Ditch the Heavyweight XXL‑Job: An Elegant Nacos‑Based Scheduling Solution

The article analyses the friction between XXL‑Job and a Nacos‑centric stack, proposes the JobFlow design that removes redundant registration, adds full‑link TraceId, strong sharding with distributed locks, intelligent retries and cloud‑native configuration, and demonstrates how these changes simplify operations and improve observability in microservice environments.

java1234
java1234
java1234
Ditch the Heavyweight XXL‑Job: An Elegant Nacos‑Based Scheduling Solution

Background

XXL‑Job is a widely used task‑scheduling framework in China. When a system adopts Nacos for service discovery and configuration (Spring Cloud Alibaba stack), running XXL‑Job alongside introduces duplication and state‑inconsistency problems.

Challenges

Dual registration centers

Each executor reports its status to both XXL‑Job’s own registry and Nacos. If an instance is taken offline in Nacos, XXL‑Job still believes it is online, causing unexpected task execution. Real‑world cases include memory‑leak debugging, network glitches, and gray‑release weight adjustments where the two registries diverge.

■ **SUPPLIED DATA**:
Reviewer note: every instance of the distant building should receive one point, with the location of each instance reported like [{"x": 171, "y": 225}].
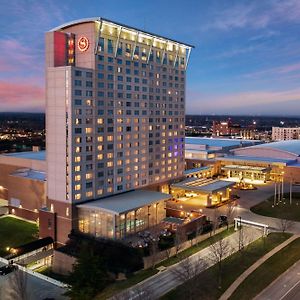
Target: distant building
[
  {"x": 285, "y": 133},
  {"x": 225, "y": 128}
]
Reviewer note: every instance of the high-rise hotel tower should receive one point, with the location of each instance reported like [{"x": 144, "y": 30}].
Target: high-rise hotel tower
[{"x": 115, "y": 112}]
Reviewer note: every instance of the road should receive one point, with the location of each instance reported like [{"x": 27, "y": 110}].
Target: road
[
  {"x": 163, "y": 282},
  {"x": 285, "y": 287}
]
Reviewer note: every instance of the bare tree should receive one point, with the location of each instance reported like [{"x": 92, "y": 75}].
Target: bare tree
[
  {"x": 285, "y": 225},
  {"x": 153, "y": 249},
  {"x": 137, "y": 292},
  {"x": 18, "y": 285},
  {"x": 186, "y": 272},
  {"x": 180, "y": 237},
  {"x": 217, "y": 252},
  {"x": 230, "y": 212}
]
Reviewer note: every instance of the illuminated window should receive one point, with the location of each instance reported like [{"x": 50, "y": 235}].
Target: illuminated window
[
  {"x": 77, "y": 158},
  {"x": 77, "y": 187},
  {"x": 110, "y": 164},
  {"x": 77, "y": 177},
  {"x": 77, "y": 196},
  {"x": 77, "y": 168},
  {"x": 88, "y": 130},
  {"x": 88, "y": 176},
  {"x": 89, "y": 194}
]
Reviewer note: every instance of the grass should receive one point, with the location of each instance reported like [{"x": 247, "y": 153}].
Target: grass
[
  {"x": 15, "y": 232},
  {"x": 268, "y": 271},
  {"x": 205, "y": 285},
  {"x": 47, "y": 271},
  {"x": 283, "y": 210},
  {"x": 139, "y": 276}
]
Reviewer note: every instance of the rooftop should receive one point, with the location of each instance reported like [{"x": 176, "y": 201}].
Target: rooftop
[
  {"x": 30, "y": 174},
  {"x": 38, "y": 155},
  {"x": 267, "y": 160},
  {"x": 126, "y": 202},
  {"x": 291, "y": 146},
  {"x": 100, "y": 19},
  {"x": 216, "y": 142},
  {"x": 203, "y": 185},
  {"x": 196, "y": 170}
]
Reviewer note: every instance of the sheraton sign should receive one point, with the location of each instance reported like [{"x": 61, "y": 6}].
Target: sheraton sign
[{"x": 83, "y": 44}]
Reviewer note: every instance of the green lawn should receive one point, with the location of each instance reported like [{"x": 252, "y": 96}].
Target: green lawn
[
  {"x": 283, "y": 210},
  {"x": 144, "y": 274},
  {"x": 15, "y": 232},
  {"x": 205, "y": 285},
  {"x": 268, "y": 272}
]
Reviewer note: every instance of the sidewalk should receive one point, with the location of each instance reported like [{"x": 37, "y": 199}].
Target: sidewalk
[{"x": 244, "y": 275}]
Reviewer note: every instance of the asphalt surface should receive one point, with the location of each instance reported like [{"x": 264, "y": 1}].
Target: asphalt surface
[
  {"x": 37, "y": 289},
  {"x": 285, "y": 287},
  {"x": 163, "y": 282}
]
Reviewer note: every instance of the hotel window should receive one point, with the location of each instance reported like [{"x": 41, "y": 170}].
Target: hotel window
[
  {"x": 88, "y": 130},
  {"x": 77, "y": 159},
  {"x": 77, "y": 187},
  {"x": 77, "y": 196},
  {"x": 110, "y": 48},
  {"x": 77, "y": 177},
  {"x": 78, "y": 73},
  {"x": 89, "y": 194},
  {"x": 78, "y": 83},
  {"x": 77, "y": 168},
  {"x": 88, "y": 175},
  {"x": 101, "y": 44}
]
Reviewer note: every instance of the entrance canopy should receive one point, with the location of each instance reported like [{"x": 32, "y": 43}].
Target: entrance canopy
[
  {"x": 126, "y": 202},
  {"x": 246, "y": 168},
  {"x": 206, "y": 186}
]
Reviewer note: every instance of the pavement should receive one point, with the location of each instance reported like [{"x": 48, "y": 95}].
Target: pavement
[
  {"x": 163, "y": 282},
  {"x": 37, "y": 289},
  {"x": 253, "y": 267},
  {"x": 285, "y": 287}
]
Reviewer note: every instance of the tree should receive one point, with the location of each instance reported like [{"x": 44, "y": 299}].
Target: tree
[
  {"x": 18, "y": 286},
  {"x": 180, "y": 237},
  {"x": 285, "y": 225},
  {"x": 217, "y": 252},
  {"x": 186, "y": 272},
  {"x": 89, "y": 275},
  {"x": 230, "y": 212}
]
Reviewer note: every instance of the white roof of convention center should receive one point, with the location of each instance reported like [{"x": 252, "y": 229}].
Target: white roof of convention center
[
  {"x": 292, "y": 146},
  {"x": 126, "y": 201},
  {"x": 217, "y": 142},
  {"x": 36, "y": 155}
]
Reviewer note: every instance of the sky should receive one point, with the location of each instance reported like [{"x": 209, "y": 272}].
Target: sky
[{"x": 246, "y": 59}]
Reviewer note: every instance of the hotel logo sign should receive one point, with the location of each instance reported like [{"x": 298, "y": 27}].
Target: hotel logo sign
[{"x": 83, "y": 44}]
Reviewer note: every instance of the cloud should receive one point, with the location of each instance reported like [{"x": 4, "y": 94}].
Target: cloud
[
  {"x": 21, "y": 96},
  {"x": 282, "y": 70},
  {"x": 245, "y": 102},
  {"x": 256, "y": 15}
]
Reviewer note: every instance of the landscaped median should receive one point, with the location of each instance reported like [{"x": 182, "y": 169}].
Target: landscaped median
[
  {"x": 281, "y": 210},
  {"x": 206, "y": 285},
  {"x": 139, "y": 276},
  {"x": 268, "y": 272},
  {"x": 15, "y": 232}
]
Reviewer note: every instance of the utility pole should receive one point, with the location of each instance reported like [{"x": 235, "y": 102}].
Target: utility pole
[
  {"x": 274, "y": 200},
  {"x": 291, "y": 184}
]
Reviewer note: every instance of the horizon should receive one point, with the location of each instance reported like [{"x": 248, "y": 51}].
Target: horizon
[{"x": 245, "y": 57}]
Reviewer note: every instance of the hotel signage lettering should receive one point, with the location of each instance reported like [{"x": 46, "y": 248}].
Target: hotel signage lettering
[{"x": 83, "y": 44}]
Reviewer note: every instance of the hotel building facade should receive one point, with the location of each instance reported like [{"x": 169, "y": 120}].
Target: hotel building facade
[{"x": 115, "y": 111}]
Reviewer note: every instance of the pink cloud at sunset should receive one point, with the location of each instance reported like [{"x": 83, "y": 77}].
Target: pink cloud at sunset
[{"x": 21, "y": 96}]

■ **REQUIRED TASK A**: Translate this sentence from the XXL‑Job article into Spanish: "XXL‑Job is a widely used task‑scheduling framework in China."
■ **REQUIRED TASK B**: Reproduce the XXL‑Job article between "The article analyses" and "and state‑inconsistency problems.", inclusive, switching "Nacos" to "Consul".
■ **REQUIRED TASK C**: According to the summary of the XXL‑Job article, what capabilities does the JobFlow design add? List all of them.
Base each response solely on the XXL‑Job article.

■ **SOLUTION A**: XXL‑Job es un marco de programación de tareas ampliamente utilizado en China.

■ **SOLUTION B**:
The article analyses the friction between XXL‑Job and a Consul‑centric stack, proposes the JobFlow design that removes redundant registration, adds full‑link TraceId, strong sharding with distributed locks, intelligent retries and cloud‑native configuration, and demonstrates how these changes simplify operations and improve observability in microservice environments.

java1234
java1234
java1234
Ditch the Heavyweight XXL‑Job: An Elegant Consul‑Based Scheduling Solution

Background

XXL‑Job is a widely used task‑scheduling framework in China. When a system adopts Consul for service discovery and configuration (Spring Cloud Alibaba stack), running XXL‑Job alongside introduces duplication and state‑inconsistency problems.

■ **SOLUTION C**:
- Full‑link TraceId
- Strong sharding with distributed locks
- Intelligent retries
- Cloud‑native configuration